WHAT IS NEEDED — The answer is to be all of the data below, reproduced exactly.

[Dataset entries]
+ + + + +

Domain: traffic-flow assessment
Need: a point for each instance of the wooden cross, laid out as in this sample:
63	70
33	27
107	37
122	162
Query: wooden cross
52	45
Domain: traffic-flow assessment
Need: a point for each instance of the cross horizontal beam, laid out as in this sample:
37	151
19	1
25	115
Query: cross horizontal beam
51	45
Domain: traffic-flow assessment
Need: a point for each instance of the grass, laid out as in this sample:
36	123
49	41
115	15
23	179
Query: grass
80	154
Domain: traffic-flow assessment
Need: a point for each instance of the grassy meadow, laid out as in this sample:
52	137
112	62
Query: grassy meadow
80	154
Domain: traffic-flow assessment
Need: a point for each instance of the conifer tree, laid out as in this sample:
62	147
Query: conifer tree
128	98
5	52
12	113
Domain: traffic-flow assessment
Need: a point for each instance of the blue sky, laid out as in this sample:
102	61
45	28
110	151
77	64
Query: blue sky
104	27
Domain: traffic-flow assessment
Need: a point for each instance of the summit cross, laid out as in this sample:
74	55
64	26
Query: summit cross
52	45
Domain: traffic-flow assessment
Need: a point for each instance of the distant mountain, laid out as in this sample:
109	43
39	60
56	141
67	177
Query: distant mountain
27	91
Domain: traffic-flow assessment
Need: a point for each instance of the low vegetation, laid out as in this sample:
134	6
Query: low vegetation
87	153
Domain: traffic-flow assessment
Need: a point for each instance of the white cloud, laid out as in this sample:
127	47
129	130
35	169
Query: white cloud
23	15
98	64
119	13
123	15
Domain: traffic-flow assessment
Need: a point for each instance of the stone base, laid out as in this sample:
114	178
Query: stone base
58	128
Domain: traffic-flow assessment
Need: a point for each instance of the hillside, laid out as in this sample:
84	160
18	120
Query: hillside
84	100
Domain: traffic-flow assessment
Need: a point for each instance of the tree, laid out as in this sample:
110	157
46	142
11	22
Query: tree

+ + + + +

EXERCISE ANSWER —
Domain: traffic-flow assessment
Need: a point for each instance of the wooden cross, laid out as in this sample:
63	70
33	27
107	37
122	162
Query: wooden cross
52	45
Domain: traffic-flow assessment
Need: a point for each instance of the cross horizontal beam, laid out as in this sample:
37	151
19	1
25	115
Query: cross horizontal beam
51	45
Domain: traffic-flow assessment
Need: a point for each instance of the grass, laid out as in this sample:
36	123
49	41
115	15
23	179
Query: grass
80	154
Domain: traffic-flow assessment
Need: a point for each instance of the grassy meadow, laid out as in this sample:
52	137
112	62
Query: grassy meadow
80	154
Domain: traffic-flow assessment
Need: a point for each instance of the conifer tree, laid out as in this sample:
62	147
Query: conifer tree
128	98
5	52
12	113
Domain: traffic-flow assessment
Need: a point for each instance of the blue sky, laid out as in this sample:
102	61
45	28
110	151
77	64
Query: blue sky
104	27
Domain: traffic-flow assessment
Need: a point for each instance of the summit cross, laid out as in this sample:
74	55
64	26
Query: summit cross
52	45
Domain: traffic-flow assessment
Need: a point for each instance of the distant mountain, laid out as in this sample:
109	43
39	60
56	141
67	177
Query: distant mountain
27	91
Domain: traffic-flow assessment
Need: a point for each instance of the low vegetation, laid out as in this sample:
134	6
Query: low vegetation
87	153
Domain: traffic-flow assessment
Need: a point for each instance of the white cloud, laid out as in this sample:
127	47
129	130
35	169
Query: white cloud
23	15
98	64
119	13
123	15
Domain: traffic-flow assessment
Need: a point for each instance of the stone base, laid out as in this sample:
114	178
Query: stone base
58	128
Domain: traffic-flow assessment
Need: a point for each instance of the hillside, laid out as in this sample:
84	160
18	120
Query: hillside
84	100
Domain: traffic-flow assessment
Need: a point for each instance of the tree, laid out as in this sample:
110	157
46	142
11	22
Query: tree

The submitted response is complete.